## DOCUMENT TEXT:
# Shunt Trip Coils?



## HARRY304E (Sep 15, 2010)

KTodderM said:


> I'm just wondering if there is a limit or a not to exceed time on the coil of an energized shunt trip breaker?
> 
> I installed 2- 100A/2pl Shunt trip cut-hammer BR's. These are both mains for sub panels. 1 feeds 3 submersible motors in fuel tanks, the other feeds 8 switched neutral breakers for fuel dispensers. That part may not be relevant to the question, but the 2 E-Stop switches are both N.O. with maintained mushrooms. So is it OK to energize those shunt coils for an extended amount of time?
> They have been tested and approved by the fire marshall but im worried that if they are tripped in the future how long can the coils of the breakers run before they burn up?
> Thanks for looking at my question. I can give any details needed.


Well I'll bet those coils are rated to run for a good amount of time unless they are overloaded.

Welcome to the forum..:thumbup:


----------



## micromind (Aug 11, 2007)

Shunt trip coils will burn up in just a few seconds if left energized. That's why most (if not all) breakers that have these coils also have a switch inside to de-energize the coil once the breaker has tripped.

## TASK ITEM:
Carry on the forum thread about shunt trip coils from the point at which it stops. The lines that come next bear no relation to the forum thread on shunt trip coils.

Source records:
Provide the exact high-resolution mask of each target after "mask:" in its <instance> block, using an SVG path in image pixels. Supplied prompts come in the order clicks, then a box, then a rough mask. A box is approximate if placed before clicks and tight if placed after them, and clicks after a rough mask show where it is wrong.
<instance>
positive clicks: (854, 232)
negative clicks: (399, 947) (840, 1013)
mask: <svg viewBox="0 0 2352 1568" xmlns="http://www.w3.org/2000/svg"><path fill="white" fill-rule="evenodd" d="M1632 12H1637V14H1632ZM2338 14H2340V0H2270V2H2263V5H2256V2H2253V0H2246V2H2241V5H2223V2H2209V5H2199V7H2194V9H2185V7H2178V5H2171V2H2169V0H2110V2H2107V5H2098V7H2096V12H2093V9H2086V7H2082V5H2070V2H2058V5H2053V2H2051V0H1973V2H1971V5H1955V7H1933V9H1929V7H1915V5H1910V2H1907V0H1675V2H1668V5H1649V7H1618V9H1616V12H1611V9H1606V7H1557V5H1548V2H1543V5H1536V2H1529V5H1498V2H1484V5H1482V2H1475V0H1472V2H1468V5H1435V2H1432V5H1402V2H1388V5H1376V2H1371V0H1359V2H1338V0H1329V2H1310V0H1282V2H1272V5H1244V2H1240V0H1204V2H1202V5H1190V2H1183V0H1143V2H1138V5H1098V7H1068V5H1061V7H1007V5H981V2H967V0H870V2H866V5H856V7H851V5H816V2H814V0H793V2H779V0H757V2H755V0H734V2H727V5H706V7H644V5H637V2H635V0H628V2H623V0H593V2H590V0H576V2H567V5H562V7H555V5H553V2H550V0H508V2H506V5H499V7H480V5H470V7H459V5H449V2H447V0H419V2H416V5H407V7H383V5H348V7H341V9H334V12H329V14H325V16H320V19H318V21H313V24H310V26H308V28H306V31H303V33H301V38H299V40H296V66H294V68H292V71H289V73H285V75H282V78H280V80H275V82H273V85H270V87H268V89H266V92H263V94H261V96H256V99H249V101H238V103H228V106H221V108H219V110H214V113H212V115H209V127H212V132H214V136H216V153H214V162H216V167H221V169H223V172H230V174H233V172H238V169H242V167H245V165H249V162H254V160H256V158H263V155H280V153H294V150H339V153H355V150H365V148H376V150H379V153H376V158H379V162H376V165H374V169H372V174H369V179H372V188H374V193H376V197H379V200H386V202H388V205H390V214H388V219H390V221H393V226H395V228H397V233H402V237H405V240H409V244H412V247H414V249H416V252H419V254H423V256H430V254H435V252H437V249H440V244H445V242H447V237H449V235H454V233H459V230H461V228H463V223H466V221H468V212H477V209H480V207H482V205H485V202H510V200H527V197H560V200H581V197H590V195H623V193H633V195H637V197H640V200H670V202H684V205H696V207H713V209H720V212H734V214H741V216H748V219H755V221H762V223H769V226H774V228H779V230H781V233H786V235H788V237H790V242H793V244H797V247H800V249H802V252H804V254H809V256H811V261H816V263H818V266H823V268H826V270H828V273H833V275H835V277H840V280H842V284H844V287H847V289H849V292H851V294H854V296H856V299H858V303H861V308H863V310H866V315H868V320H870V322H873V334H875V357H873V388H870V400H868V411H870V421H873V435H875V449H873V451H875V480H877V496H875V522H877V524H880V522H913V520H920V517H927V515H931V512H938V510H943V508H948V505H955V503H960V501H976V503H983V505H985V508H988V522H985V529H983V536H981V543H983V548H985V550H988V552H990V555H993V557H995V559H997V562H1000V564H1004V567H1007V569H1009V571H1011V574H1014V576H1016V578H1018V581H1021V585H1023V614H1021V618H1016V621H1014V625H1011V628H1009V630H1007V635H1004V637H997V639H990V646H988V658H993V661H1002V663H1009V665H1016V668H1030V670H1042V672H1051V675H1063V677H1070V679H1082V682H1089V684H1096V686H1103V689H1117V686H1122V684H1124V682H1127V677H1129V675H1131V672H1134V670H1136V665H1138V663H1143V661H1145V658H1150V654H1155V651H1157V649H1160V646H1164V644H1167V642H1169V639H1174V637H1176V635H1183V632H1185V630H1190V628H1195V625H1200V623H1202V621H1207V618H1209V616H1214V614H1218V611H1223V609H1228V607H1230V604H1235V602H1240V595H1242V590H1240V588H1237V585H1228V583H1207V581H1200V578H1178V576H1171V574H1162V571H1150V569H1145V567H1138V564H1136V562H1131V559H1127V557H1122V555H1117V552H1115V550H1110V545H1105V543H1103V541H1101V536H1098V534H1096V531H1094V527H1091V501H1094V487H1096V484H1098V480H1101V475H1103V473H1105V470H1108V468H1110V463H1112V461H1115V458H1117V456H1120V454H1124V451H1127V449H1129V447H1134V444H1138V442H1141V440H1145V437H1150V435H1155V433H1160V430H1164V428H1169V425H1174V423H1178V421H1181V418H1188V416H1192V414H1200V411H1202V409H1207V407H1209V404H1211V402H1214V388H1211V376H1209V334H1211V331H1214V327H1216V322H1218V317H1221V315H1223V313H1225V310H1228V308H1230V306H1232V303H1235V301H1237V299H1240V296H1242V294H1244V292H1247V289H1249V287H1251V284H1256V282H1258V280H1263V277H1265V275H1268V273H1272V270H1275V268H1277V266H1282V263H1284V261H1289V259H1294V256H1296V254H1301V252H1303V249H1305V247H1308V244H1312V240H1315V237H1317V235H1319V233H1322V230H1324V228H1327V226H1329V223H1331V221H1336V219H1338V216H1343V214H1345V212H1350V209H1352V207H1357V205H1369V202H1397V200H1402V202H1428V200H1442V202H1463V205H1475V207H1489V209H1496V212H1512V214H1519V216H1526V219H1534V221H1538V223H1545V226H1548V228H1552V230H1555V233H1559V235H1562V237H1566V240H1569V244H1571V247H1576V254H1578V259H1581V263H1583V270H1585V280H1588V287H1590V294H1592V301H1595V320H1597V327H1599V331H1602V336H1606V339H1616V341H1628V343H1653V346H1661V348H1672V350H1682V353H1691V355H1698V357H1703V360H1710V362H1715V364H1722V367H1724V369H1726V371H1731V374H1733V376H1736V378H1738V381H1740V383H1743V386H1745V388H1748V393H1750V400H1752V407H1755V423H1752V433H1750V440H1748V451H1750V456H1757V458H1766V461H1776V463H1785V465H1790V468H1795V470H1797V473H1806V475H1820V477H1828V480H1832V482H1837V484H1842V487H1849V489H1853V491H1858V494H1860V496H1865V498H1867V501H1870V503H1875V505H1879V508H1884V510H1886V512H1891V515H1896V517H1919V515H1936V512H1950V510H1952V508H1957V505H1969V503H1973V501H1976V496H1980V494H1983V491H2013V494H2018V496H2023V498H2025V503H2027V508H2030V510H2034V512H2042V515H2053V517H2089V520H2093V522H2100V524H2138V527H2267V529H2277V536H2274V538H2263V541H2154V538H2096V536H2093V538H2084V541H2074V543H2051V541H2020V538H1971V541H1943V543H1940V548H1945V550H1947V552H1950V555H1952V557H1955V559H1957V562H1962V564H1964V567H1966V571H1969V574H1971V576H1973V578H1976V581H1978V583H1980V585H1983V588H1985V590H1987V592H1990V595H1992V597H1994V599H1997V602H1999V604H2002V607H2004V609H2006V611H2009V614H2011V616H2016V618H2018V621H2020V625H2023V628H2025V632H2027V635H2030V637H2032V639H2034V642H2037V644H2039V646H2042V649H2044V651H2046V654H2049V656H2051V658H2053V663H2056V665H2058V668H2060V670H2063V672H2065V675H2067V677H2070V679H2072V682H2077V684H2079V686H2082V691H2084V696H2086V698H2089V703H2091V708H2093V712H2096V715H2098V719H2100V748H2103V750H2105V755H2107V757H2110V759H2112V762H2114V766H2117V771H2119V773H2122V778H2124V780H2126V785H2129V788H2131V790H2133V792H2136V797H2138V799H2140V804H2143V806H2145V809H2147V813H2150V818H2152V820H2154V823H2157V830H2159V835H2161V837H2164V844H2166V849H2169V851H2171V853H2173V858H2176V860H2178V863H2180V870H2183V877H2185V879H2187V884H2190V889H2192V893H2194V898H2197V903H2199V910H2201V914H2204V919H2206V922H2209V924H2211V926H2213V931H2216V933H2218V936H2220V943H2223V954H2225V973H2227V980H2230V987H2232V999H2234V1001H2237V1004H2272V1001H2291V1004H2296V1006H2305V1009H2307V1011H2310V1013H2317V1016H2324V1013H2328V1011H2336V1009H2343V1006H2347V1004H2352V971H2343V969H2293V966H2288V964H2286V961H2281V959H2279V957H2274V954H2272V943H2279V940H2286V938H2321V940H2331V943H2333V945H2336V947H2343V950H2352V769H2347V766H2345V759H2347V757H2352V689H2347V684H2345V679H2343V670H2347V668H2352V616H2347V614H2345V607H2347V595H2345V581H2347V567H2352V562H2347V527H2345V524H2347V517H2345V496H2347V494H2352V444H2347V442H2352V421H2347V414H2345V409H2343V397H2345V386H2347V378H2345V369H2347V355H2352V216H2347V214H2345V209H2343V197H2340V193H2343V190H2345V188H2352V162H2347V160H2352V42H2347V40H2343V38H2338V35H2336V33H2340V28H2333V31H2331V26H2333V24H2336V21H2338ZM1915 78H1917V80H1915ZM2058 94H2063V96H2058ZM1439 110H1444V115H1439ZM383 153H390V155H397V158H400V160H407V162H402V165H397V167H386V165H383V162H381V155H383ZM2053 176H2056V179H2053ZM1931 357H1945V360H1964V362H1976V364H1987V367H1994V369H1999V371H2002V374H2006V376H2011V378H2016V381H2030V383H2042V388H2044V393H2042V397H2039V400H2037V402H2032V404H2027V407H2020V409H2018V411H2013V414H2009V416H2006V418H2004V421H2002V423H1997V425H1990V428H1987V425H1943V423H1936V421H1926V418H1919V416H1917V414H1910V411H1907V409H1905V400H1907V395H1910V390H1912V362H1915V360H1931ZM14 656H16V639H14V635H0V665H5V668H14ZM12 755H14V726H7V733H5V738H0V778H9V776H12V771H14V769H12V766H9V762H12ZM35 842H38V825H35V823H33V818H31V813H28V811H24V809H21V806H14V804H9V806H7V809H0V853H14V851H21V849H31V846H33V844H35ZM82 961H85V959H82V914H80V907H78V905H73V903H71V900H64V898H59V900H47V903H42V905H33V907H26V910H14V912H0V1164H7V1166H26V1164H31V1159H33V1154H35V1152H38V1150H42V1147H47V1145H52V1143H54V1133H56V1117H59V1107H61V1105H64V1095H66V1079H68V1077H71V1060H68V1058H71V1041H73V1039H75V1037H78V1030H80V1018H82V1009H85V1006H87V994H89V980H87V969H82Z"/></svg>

## FINAL ANSWER:
Even if the breaker didn't have such a switch, if the shunt trip control circuit is powered downstream of the breaker, the coil will not be energized when the breaker is tripped.


----------



## Bbsound (Dec 16, 2011)

to avoid that issue, feed the shunt trip control circuit from the breaker you are shunting


----------



## KTodderM (Dec 1, 2012)

Hey thanks a lot guys, I had already planed on changing out the push buttons to momentary rather than the maintained. I really like the idea of moving the control circuit to one of the panels it opens. 
So most if not all shunt trips will open their own internal control circuit when tripped? Hey thanks again for the help! And quick too!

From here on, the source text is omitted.